What needs to be done
Rewrite the data from the line that contains "For the evaluation set, tag every instance of the ornate" through the end of the data, swapping "silver" for "gold" and leaving everything else unchanged.

--- Data section ---

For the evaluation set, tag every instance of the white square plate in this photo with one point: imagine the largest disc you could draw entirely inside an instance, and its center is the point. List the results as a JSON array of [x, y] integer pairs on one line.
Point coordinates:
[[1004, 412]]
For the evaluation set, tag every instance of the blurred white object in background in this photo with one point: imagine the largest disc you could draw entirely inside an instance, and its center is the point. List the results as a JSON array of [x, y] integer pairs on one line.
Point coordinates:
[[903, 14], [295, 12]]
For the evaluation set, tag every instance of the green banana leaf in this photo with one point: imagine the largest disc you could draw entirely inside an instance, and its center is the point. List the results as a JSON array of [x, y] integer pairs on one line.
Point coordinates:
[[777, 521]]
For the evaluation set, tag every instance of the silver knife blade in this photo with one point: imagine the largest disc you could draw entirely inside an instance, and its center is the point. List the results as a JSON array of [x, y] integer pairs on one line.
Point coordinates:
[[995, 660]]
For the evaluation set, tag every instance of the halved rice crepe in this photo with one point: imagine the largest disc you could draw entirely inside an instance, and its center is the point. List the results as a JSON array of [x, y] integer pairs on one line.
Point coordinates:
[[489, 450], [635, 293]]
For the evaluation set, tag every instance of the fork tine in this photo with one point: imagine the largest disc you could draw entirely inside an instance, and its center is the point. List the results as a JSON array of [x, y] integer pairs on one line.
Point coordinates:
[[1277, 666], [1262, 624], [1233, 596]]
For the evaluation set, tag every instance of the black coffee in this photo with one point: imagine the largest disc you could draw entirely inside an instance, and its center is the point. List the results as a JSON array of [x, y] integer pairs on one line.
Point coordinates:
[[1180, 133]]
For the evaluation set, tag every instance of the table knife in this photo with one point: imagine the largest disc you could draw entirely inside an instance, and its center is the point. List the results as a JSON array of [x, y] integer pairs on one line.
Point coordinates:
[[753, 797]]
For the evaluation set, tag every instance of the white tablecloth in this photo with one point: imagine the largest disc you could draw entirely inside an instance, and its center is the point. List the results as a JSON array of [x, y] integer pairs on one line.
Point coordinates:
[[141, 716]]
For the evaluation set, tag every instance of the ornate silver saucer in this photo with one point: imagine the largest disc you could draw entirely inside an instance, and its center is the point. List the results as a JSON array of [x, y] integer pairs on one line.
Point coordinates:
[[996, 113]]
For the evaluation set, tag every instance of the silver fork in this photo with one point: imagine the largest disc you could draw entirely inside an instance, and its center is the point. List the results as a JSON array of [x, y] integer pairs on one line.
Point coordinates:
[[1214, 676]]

---

Exercise response
For the evaluation set, tag every instance of the ornate gold saucer in this photo with one point: imagine the largest disc you could draw entirely inside an instance, and its center is the point. List the results as a JSON array of [x, y] integer pairs on one line.
Point coordinates:
[[996, 113]]
For the evaluation set, tag every instance of the gold fork in this photo with one point: imagine the largest disc you could draw entirely inside an instance, and its center is the point. List the results as a JSON array of [x, y] integer pairs on one line.
Point coordinates:
[[1214, 676]]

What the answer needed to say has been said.